## GIVEN EXERCISE
Retype the data word for word, starting at its first line and ending with the line that contains "[[27,80],[70,80],[70,75],[62,73],[28,73]]", including that line.
— Start of SUPPLIED DATA —
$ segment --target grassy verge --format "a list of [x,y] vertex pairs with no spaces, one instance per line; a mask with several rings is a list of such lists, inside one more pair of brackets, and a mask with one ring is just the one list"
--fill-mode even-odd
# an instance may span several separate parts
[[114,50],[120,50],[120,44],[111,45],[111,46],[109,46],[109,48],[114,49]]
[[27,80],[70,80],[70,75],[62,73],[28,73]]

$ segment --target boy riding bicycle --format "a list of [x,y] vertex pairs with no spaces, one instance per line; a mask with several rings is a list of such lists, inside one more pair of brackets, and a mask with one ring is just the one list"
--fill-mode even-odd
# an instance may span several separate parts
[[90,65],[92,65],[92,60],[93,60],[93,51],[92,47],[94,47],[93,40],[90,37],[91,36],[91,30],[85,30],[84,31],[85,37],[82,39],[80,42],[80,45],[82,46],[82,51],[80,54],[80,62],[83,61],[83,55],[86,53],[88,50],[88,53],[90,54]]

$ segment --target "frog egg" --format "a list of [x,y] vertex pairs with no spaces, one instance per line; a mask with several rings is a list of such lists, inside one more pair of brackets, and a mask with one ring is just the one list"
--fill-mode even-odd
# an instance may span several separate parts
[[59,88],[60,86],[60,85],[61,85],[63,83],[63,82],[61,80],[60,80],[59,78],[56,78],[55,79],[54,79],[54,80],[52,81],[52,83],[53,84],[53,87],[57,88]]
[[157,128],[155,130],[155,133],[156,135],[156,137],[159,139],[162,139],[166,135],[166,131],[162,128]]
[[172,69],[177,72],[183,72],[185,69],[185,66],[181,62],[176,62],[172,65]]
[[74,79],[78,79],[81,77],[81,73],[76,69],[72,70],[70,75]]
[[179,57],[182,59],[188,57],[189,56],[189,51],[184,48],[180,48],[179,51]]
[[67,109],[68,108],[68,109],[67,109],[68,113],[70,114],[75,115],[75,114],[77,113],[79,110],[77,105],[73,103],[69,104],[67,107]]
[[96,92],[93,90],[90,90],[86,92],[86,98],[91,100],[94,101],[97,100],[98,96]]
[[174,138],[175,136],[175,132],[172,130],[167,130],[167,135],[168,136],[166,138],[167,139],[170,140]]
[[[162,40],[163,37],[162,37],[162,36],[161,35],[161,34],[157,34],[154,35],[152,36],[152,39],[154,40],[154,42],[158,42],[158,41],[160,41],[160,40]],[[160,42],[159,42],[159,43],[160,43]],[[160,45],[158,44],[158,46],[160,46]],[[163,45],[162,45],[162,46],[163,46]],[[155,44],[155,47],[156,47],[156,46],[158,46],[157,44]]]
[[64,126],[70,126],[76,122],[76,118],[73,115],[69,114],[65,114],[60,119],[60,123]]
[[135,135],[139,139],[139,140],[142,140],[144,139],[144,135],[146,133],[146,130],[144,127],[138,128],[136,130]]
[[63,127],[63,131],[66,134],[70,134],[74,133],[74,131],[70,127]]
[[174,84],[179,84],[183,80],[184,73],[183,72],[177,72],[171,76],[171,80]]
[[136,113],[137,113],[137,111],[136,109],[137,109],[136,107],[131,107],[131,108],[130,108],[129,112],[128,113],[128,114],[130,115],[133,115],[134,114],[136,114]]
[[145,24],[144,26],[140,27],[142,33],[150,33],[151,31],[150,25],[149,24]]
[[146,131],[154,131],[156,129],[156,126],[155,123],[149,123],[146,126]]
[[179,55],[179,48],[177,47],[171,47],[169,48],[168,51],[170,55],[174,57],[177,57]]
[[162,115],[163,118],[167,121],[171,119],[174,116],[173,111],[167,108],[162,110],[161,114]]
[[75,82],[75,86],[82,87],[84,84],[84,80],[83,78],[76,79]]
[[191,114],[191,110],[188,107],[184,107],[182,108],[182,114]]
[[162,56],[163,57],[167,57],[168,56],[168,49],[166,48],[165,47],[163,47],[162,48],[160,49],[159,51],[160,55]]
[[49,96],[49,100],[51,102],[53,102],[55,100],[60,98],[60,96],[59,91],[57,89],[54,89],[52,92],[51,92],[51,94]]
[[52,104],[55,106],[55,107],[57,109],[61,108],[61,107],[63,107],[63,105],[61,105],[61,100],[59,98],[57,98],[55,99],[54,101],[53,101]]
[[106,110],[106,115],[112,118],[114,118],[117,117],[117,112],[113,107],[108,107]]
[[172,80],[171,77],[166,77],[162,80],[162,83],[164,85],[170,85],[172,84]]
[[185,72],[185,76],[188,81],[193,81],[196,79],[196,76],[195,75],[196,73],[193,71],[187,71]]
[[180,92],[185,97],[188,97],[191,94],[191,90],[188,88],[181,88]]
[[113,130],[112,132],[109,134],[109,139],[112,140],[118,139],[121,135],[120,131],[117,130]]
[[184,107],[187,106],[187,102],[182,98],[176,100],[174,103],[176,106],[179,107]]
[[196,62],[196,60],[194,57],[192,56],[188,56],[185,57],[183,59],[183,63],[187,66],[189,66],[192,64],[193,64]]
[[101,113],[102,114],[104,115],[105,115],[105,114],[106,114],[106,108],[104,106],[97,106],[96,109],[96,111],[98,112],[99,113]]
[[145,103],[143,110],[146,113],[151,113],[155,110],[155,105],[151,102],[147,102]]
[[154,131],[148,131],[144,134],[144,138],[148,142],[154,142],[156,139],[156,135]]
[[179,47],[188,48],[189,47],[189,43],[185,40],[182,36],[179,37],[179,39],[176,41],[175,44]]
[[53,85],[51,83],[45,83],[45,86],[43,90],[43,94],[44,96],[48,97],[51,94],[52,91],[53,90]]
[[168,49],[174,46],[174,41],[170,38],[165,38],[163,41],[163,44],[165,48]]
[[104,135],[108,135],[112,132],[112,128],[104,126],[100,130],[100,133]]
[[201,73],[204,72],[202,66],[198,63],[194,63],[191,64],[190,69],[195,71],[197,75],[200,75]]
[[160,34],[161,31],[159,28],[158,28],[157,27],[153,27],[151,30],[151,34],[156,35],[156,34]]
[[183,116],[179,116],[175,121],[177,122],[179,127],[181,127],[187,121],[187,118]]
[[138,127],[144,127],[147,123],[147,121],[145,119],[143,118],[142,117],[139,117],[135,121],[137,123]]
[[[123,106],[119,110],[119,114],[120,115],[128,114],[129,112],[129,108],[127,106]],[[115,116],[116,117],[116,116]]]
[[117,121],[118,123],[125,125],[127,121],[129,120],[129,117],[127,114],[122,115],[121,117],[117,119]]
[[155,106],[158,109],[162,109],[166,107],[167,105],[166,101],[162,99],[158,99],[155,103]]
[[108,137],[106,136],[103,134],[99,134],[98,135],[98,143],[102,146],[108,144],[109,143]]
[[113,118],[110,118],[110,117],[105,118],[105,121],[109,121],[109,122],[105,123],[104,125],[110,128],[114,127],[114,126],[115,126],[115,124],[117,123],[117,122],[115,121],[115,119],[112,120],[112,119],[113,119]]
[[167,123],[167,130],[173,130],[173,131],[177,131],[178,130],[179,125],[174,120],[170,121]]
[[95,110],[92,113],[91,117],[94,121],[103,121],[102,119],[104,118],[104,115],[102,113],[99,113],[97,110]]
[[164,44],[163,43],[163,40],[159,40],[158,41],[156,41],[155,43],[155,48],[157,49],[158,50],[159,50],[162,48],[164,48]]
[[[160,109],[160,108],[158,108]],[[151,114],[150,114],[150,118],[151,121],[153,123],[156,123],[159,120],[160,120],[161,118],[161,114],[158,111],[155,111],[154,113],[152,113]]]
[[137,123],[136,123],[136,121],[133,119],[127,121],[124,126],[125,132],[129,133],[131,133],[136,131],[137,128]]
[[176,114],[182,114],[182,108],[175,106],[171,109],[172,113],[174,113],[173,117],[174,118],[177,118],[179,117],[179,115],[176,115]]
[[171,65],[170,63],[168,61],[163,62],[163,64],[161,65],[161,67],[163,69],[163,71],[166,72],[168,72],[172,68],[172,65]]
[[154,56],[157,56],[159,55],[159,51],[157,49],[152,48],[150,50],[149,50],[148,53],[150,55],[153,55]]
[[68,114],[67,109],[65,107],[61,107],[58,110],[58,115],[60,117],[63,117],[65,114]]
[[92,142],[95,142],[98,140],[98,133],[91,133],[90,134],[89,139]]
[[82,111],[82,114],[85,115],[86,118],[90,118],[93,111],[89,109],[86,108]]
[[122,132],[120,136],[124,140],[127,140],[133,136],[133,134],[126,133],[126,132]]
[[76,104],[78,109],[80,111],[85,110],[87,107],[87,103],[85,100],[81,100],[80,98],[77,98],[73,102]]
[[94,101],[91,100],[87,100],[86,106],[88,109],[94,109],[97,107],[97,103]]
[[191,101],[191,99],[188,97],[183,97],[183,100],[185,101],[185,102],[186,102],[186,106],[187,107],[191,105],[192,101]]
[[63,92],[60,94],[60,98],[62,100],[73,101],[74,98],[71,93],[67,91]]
— End of SUPPLIED DATA —
## RESULT
$ segment --target grassy verge --format "a list of [x,y] vertex pairs with no spaces, one instance per line; a mask with several rings is a list of such lists, inside one more pair of brackets, and a mask with one ring is just the one list"
--fill-mode even-odd
# an instance may span several separate parts
[[114,50],[120,50],[120,44],[111,45],[111,46],[109,46],[109,48],[114,49]]
[[27,80],[70,80],[70,75],[62,73],[28,73]]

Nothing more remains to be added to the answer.